La publicité, légitime à penser le statut de l’information et de la communication

La lettre du président
Dominique Wolton

Dominique Wolton, Directeur de recherche au CNRS, Directeur de la revue internationale Hermès. Président du CEP.

Les trois avis récemment adoptés par le Conseil de l’éthique publicitaire autour des sujets des nouveaux territoires d’expression publicitaire et des nouvelles technologies associées sont intéressants parce qu’ils visent à légitimer deux concepts, l’information et la communication, qui malgré l’abondance, la diversité et surtout l’importance de leurs usages restent peu légitimes. Certes l’information se porte mieux que la communication qui continue sa descente aux enfers, réduite à la manipulation et à l’influence. L’information est un peu plus légitime, même si le soupçon de mensonge est toujours présent. C’est pour l’information numérique et le « big data » que, pour le moment, le crédit est le plus fort.

L’histoire de l’information et de la communication illustre la complexité de ces deux concepts et l’impossibilité de les réduire à des exercices de manipulation, tout simplement parce qu’on a oublié la résistance silencieuse du récepteur. Il ne s’agit pas « d’informer pour communiquer ». Et plus il y a d’information et d’interactions, plus il y a de résistances. C’est pourtant hélas le stéréotype opposé, celui d’une manipulation proportionnelle au volume d’échanges, qui domine.

------------------------------------------------------------

Recopiez en entier et sans rien changer le texte sur la publicité, l’information et la communication.

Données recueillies
------------------------------------------------------------

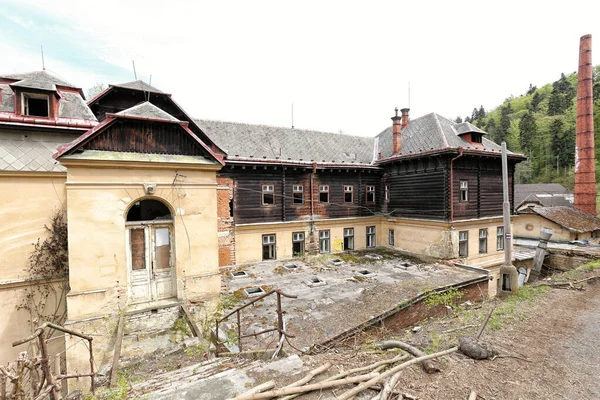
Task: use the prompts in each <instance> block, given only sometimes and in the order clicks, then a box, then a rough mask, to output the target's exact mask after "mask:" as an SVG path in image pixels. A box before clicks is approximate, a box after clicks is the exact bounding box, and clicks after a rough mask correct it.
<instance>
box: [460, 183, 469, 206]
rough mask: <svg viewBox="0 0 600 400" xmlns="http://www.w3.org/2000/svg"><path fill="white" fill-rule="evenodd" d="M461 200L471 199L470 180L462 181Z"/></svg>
mask: <svg viewBox="0 0 600 400" xmlns="http://www.w3.org/2000/svg"><path fill="white" fill-rule="evenodd" d="M460 201H462V202H465V201H469V181H460Z"/></svg>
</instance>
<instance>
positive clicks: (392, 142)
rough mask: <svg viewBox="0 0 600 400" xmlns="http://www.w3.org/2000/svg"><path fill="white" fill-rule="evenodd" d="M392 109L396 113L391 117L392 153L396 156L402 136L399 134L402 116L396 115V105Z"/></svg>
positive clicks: (400, 127) (401, 142)
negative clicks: (394, 107)
mask: <svg viewBox="0 0 600 400" xmlns="http://www.w3.org/2000/svg"><path fill="white" fill-rule="evenodd" d="M394 111H396V115H394V116H393V117H392V121H393V124H392V155H393V156H397V155H398V154H400V151H401V150H402V136H400V130H401V121H402V117H401V116H399V115H398V107H396V109H395V110H394Z"/></svg>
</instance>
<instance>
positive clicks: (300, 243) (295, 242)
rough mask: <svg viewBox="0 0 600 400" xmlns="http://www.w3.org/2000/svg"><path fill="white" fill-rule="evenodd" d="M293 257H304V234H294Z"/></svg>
mask: <svg viewBox="0 0 600 400" xmlns="http://www.w3.org/2000/svg"><path fill="white" fill-rule="evenodd" d="M292 255H293V256H294V257H302V256H303V255H304V232H294V233H292Z"/></svg>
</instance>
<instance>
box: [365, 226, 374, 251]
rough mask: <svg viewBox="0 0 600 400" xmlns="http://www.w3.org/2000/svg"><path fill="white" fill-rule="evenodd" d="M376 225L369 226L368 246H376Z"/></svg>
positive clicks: (368, 231)
mask: <svg viewBox="0 0 600 400" xmlns="http://www.w3.org/2000/svg"><path fill="white" fill-rule="evenodd" d="M375 237H376V235H375V227H374V226H367V247H375V245H376V239H375Z"/></svg>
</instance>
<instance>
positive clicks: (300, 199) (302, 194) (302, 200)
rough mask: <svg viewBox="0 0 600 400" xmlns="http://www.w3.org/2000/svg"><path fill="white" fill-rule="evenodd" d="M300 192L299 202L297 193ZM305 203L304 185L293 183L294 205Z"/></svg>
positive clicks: (292, 202) (293, 200)
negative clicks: (294, 183)
mask: <svg viewBox="0 0 600 400" xmlns="http://www.w3.org/2000/svg"><path fill="white" fill-rule="evenodd" d="M297 193H300V197H299V200H300V201H299V202H297V201H296V200H297V197H296V194H297ZM302 204H304V185H292V205H295V206H299V205H302Z"/></svg>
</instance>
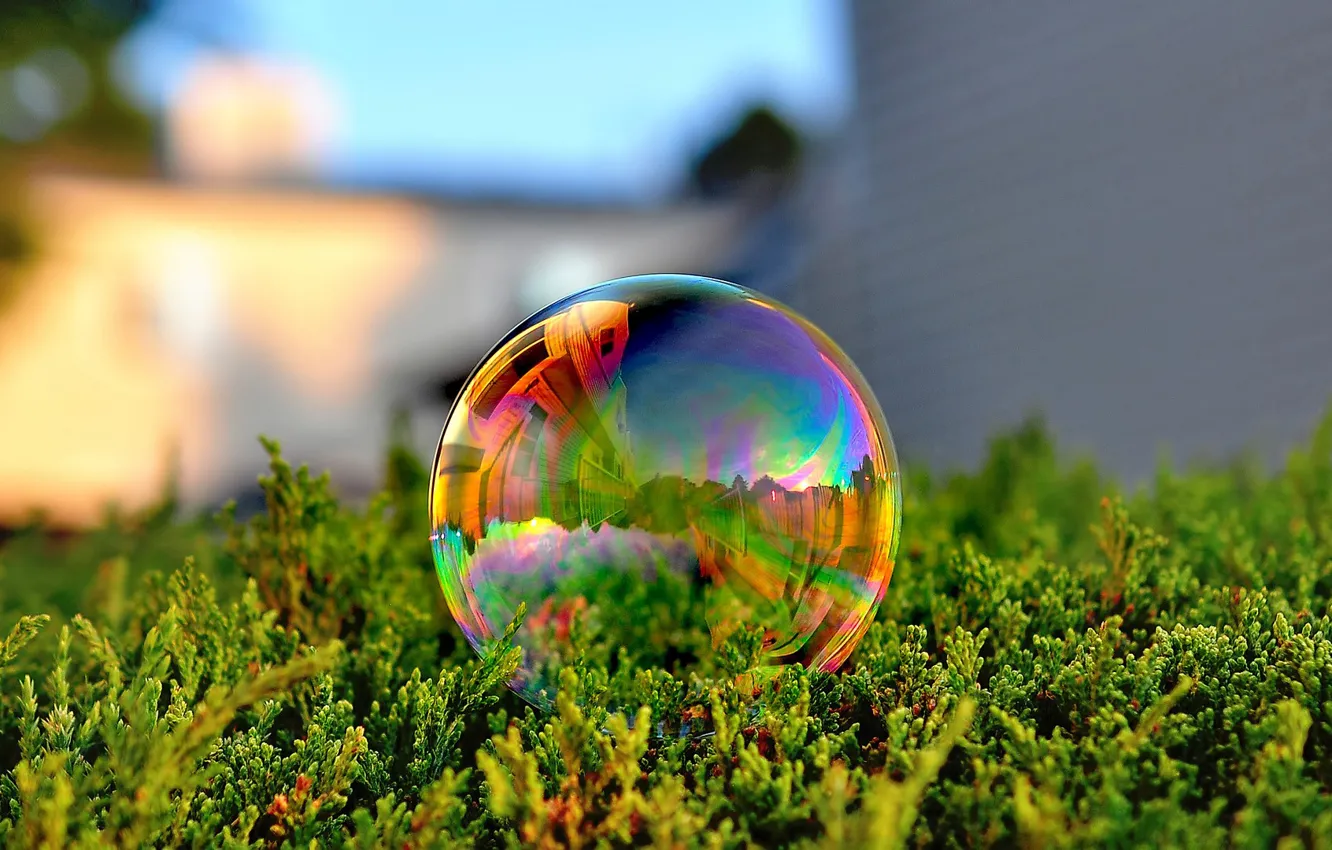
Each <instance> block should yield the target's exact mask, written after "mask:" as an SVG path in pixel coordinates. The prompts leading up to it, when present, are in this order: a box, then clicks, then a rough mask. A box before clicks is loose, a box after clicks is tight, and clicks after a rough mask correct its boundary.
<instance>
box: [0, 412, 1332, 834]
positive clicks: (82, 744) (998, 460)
mask: <svg viewBox="0 0 1332 850" xmlns="http://www.w3.org/2000/svg"><path fill="white" fill-rule="evenodd" d="M270 453H272V456H273V460H272V468H270V470H269V474H268V476H265V477H264V481H262V484H264V489H265V493H266V497H268V509H266V512H265V513H262V514H261V516H257V517H253V518H249V520H246V521H240V520H237V518H234V517H233V516H228V514H225V513H224V516H221V517H218V518H209V520H198V521H185V520H180V518H177V517H176V512H174V510H173V506H172V504H170V501H169V500H168V501H165V502H164V504H163V505H161V506H159V508H157V509H153V510H151V512H147V513H144V514H140V516H131V517H111V518H108V522H107V524H105V526H104V528H103V529H99V530H97V532H93V533H91V534H85V536H79V537H73V538H55V537H52V536H51V534H48V533H45V532H44V530H41V529H40V528H33V529H28V530H24V532H21V533H19V534H17V536H15V537H12V538H9V540H8V541H7V542H5V544H3V545H0V568H3V570H4V572H3V578H0V636H5V634H7V636H8V637H0V845H3V846H8V847H103V846H120V847H141V846H164V847H178V846H186V847H214V846H225V847H240V846H245V847H266V846H302V847H308V846H320V847H338V846H344V847H469V846H477V847H513V846H525V847H598V846H654V847H743V846H795V847H844V846H868V847H902V846H938V847H990V846H995V847H1010V846H1028V847H1059V846H1078V847H1083V846H1116V847H1118V846H1152V847H1169V846H1188V847H1211V846H1240V847H1249V846H1253V847H1269V846H1323V847H1332V609H1329V601H1332V416H1329V417H1328V418H1327V420H1324V422H1323V425H1321V426H1320V428H1319V429H1317V430H1316V433H1315V436H1313V438H1312V441H1311V444H1309V445H1308V446H1304V448H1303V449H1300V450H1297V452H1293V453H1292V454H1291V457H1289V460H1288V462H1287V465H1285V466H1284V468H1283V469H1280V470H1277V472H1276V473H1267V472H1264V470H1261V469H1259V468H1255V466H1249V465H1244V464H1236V465H1233V466H1231V468H1227V469H1219V470H1217V469H1212V470H1196V472H1189V473H1187V474H1180V473H1176V472H1171V470H1168V469H1162V470H1160V473H1159V474H1158V477H1156V480H1155V481H1154V482H1152V486H1151V488H1147V489H1144V490H1143V492H1140V493H1134V494H1122V493H1118V492H1116V488H1115V486H1114V484H1112V482H1110V481H1108V480H1106V478H1103V477H1102V476H1099V473H1098V472H1096V469H1095V466H1092V465H1090V464H1078V465H1068V464H1062V462H1060V461H1059V457H1058V454H1056V452H1055V448H1054V446H1052V445H1051V442H1050V440H1048V437H1047V436H1046V433H1044V430H1043V429H1042V428H1040V426H1039V424H1032V425H1027V426H1024V428H1020V429H1018V430H1015V432H1012V433H1008V434H1003V436H1000V437H998V438H996V440H995V441H994V442H992V446H991V450H990V456H988V461H987V462H986V465H984V466H983V469H980V470H979V472H976V473H975V474H966V476H951V477H947V478H935V477H931V476H927V474H923V473H916V474H912V476H911V477H910V478H908V481H907V493H906V521H904V526H903V544H902V548H900V550H899V560H898V566H896V573H895V576H894V580H892V585H891V588H890V590H888V596H887V600H886V602H884V605H883V606H882V609H880V612H879V616H878V621H876V622H875V625H874V626H872V628H871V630H870V633H868V634H867V636H866V638H864V639H863V641H862V642H860V645H859V647H858V649H856V650H855V653H854V655H852V657H851V659H850V661H848V662H847V663H846V665H844V667H843V669H842V670H840V671H839V673H836V674H815V673H810V671H806V670H803V669H799V667H795V669H785V670H782V671H781V673H779V674H778V675H777V677H775V678H773V679H771V681H767V682H765V683H763V685H761V686H758V687H754V686H742V685H741V682H745V681H747V679H745V677H737V675H735V674H737V673H738V671H743V669H745V667H746V665H750V663H753V662H754V661H755V657H754V645H753V641H750V639H749V637H750V636H747V634H746V633H743V632H742V633H737V634H735V636H734V637H733V638H731V642H730V643H727V645H726V646H725V647H723V649H722V651H721V653H715V654H713V653H693V651H686V653H679V651H674V653H667V654H663V651H665V650H663V649H662V647H661V641H659V639H657V638H659V634H658V633H657V632H655V630H654V629H641V630H639V632H641V633H642V636H643V637H642V645H641V646H639V645H638V643H635V642H629V643H627V645H619V646H614V647H610V646H605V645H603V643H602V642H598V639H597V634H595V632H579V630H577V629H575V630H574V641H575V651H574V653H573V658H571V662H570V663H569V665H567V666H566V667H565V669H563V670H562V673H561V682H559V685H561V691H559V698H558V699H557V703H555V706H554V710H553V711H551V713H549V714H546V713H537V711H534V710H531V709H529V707H527V706H526V705H525V703H522V702H519V701H518V699H517V698H515V697H514V695H513V694H511V693H509V691H507V689H506V687H505V686H503V682H505V681H507V679H509V677H510V675H511V674H513V670H514V667H515V665H517V663H518V655H517V650H513V649H509V650H503V649H501V650H500V651H496V653H493V654H490V655H489V657H488V658H486V659H485V661H481V659H477V658H476V657H474V655H473V653H472V651H470V649H469V647H468V646H466V642H465V641H462V639H461V637H460V634H458V632H457V629H456V626H454V625H453V622H452V620H450V618H449V617H448V614H446V612H445V610H444V604H442V594H441V593H440V589H438V585H437V584H436V580H434V574H433V565H432V564H430V556H429V550H428V546H426V534H428V529H426V528H425V526H424V513H425V512H424V504H425V481H426V474H425V470H424V468H422V466H421V464H420V462H418V461H417V460H416V458H414V457H412V456H410V454H409V453H406V452H405V450H402V449H401V448H394V449H393V450H392V452H390V453H389V458H388V464H386V476H385V489H384V493H382V496H381V497H378V498H376V500H374V501H372V504H370V505H369V506H368V508H365V509H358V510H352V509H349V508H346V506H344V505H341V504H338V501H337V500H336V498H334V496H333V492H332V486H330V482H329V481H328V480H326V478H321V477H314V476H310V474H309V473H308V472H305V470H304V469H293V468H292V466H290V465H289V464H286V462H285V461H284V460H282V458H281V456H280V454H278V452H277V448H276V446H273V445H270ZM677 602H678V600H662V598H655V597H654V596H651V594H638V596H635V594H633V593H627V592H626V593H625V594H621V596H618V597H617V600H615V602H614V604H615V605H621V606H623V609H625V610H623V614H625V616H627V617H631V618H633V622H639V624H654V622H659V624H666V625H669V622H670V621H671V618H674V617H678V612H674V610H673V609H670V605H675V604H677ZM591 604H593V608H597V606H598V605H607V604H609V602H606V601H597V600H593V601H591ZM663 606H665V608H663ZM666 625H663V626H662V628H666ZM679 639H681V641H686V642H687V641H689V639H690V638H689V636H681V637H679ZM607 706H614V710H610V709H607ZM669 717H674V718H683V719H697V721H706V725H707V727H709V729H711V730H713V731H714V734H711V735H707V737H702V738H678V737H674V735H671V737H665V738H662V737H655V735H654V733H653V730H655V729H659V727H661V721H663V718H669Z"/></svg>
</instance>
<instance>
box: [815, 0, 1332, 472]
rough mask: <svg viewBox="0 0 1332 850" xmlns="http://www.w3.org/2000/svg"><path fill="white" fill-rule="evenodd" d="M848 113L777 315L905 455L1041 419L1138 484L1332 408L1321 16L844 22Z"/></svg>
mask: <svg viewBox="0 0 1332 850" xmlns="http://www.w3.org/2000/svg"><path fill="white" fill-rule="evenodd" d="M851 11H852V13H851V16H850V19H851V29H852V40H854V47H855V68H856V85H858V105H856V113H855V117H854V120H852V125H851V127H850V129H848V135H847V139H846V140H843V141H844V145H843V151H842V156H840V157H839V160H838V165H836V169H834V175H833V177H831V179H830V185H833V187H834V188H831V189H827V191H825V192H821V193H819V203H821V204H822V207H821V208H819V209H818V213H817V216H815V220H817V221H819V226H821V229H822V237H821V238H819V250H818V254H817V257H815V260H814V262H813V268H811V270H810V272H809V273H807V277H806V281H805V285H803V289H802V290H801V292H799V294H798V296H795V297H793V300H794V301H795V302H797V305H798V306H801V308H802V309H805V310H806V312H807V313H809V314H810V316H811V318H814V320H815V321H818V322H819V324H822V325H825V326H826V328H827V329H829V332H830V333H833V336H834V337H835V338H838V340H839V341H840V342H842V344H843V346H844V348H846V349H847V350H848V352H850V353H851V356H852V357H854V358H855V361H856V362H858V364H859V365H860V368H862V369H863V372H864V373H866V376H867V377H868V378H870V381H871V384H872V385H874V388H875V392H876V394H878V396H879V400H880V402H882V404H883V406H884V410H886V413H887V416H888V421H890V424H891V426H892V429H894V434H895V437H896V440H898V444H899V450H900V452H902V453H903V454H904V456H906V457H907V458H922V460H926V461H930V462H931V464H935V465H944V466H952V465H971V464H974V462H976V461H978V460H979V458H980V456H982V450H983V446H984V440H986V437H987V436H988V434H990V433H992V432H994V430H995V429H996V428H1000V426H1004V425H1010V424H1014V422H1015V421H1018V420H1019V418H1020V417H1022V416H1023V414H1024V413H1027V412H1030V410H1034V409H1042V410H1044V412H1046V414H1047V417H1048V418H1050V421H1051V424H1052V426H1054V428H1055V430H1056V433H1058V434H1059V437H1060V440H1062V442H1063V444H1064V446H1066V448H1068V449H1071V450H1091V452H1095V453H1096V454H1098V456H1100V457H1102V458H1103V460H1104V461H1106V462H1107V465H1108V466H1110V468H1111V469H1112V470H1114V472H1116V473H1119V474H1122V476H1124V477H1127V478H1130V480H1136V478H1140V477H1142V476H1144V474H1146V473H1148V472H1150V470H1151V468H1152V466H1154V464H1155V461H1156V458H1158V457H1159V453H1160V450H1162V449H1163V448H1169V449H1171V452H1172V454H1173V456H1175V457H1176V458H1177V460H1185V458H1189V457H1197V456H1209V457H1217V456H1225V454H1229V453H1233V452H1236V450H1240V449H1244V448H1251V449H1256V450H1259V452H1261V453H1263V454H1265V456H1268V457H1272V456H1276V454H1279V453H1280V452H1284V450H1285V449H1287V448H1288V446H1289V445H1291V444H1292V442H1293V441H1296V440H1303V438H1304V437H1305V436H1307V433H1308V430H1309V428H1311V426H1312V425H1313V422H1315V420H1316V417H1317V414H1319V412H1320V409H1321V408H1323V405H1324V402H1325V401H1327V398H1328V397H1329V394H1332V333H1329V320H1332V3H1327V0H1283V3H1272V4H1260V3H1252V1H1240V0H1172V1H1171V3H1158V1H1152V0H1118V1H1116V3H1082V1H1076V3H1056V1H1054V0H1040V1H1024V3H970V1H960V0H892V1H886V0H851Z"/></svg>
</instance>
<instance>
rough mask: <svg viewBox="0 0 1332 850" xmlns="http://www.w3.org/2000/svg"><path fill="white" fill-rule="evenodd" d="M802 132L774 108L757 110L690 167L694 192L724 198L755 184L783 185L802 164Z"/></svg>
mask: <svg viewBox="0 0 1332 850" xmlns="http://www.w3.org/2000/svg"><path fill="white" fill-rule="evenodd" d="M802 152H803V144H802V141H801V136H799V133H798V132H797V131H795V128H794V127H791V125H790V124H789V123H787V121H786V120H785V119H782V116H779V115H778V113H777V112H775V111H774V109H771V108H770V107H755V108H753V109H750V111H747V112H746V113H745V115H743V116H741V119H739V120H738V121H737V123H735V124H734V125H733V127H731V128H730V129H729V131H726V133H723V135H722V136H721V137H719V139H718V140H715V141H713V143H711V144H709V145H707V147H706V148H703V151H702V152H701V153H699V155H698V156H697V157H695V160H694V163H693V165H691V168H690V189H691V191H693V192H694V193H697V195H699V196H702V197H723V196H727V195H733V193H735V192H739V191H743V189H745V188H746V187H749V185H751V184H754V183H771V181H777V183H782V181H785V180H786V179H789V177H791V176H794V175H795V172H797V169H798V168H799V165H801V155H802Z"/></svg>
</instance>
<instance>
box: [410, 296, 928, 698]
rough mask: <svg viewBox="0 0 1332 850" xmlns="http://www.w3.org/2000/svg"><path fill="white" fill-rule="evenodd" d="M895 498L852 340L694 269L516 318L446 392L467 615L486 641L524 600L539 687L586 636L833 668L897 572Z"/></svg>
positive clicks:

------------------------------------------------------------

RÉSULTAT OBTENU —
La publicité, légitime à penser le statut de l’information et de la communication

La lettre du président
Dominique Wolton

Dominique Wolton, Directeur de recherche au CNRS, Directeur de la revue internationale Hermès. Président du CEP.

Les trois avis récemment adoptés par le Conseil de l’éthique publicitaire autour des sujets des nouveaux territoires d’expression publicitaire et des nouvelles technologies associées sont intéressants parce qu’ils visent à légitimer deux concepts, l’information et la communication, qui malgré l’abondance, la diversité et surtout l’importance de leurs usages restent peu légitimes. Certes l’information se porte mieux que la communication qui continue sa descente aux enfers, réduite à la manipulation et à l’influence. L’information est un peu plus légitime, même si le soupçon de mensonge est toujours présent. C’est pour l’information numérique et le « big data » que, pour le moment, le crédit est le plus fort.

L’histoire de l’information et de la communication illustre la complexité de ces deux concepts et l’impossibilité de les réduire à des exercices de manipulation, tout simplement parce qu’on a oublié la résistance silencieuse du récepteur. Il ne s’agit pas « d’informer pour communiquer ». Et plus il y a d’information et d’interactions, plus il y a de résistances. C’est pourtant hélas le stéréotype opposé, celui d’une manipulation proportionnelle au volume d’échanges, qui domine.